**What you should do**
Transcribe the rows from the line containing "One marker per instance of the driver's" through the line containing "[(363, 230)]", both included, and give only those lines.

**Raw records**
####################
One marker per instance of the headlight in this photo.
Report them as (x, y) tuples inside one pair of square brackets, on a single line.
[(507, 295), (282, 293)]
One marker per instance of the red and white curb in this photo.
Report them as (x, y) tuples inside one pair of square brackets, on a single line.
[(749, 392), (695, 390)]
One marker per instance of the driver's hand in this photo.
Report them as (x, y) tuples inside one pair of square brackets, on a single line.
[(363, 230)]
####################
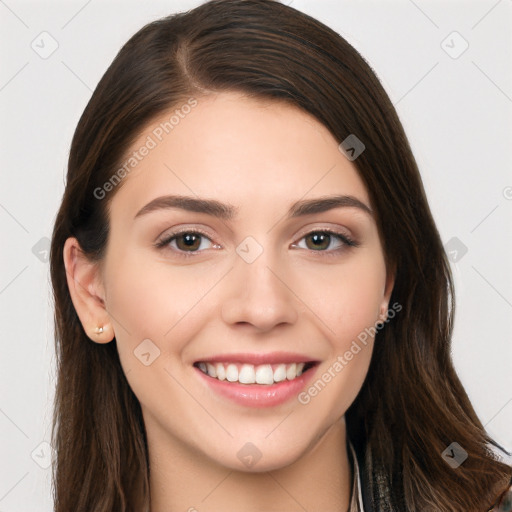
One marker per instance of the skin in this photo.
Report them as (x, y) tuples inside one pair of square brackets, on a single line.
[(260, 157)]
####################
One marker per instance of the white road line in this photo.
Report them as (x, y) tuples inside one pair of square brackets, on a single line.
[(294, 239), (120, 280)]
####################
**Completed task**
One marker per instance of the driver's hand in this photo.
Report them as (x, y) tuples inside one pair of square brackets, on a single line.
[(363, 230)]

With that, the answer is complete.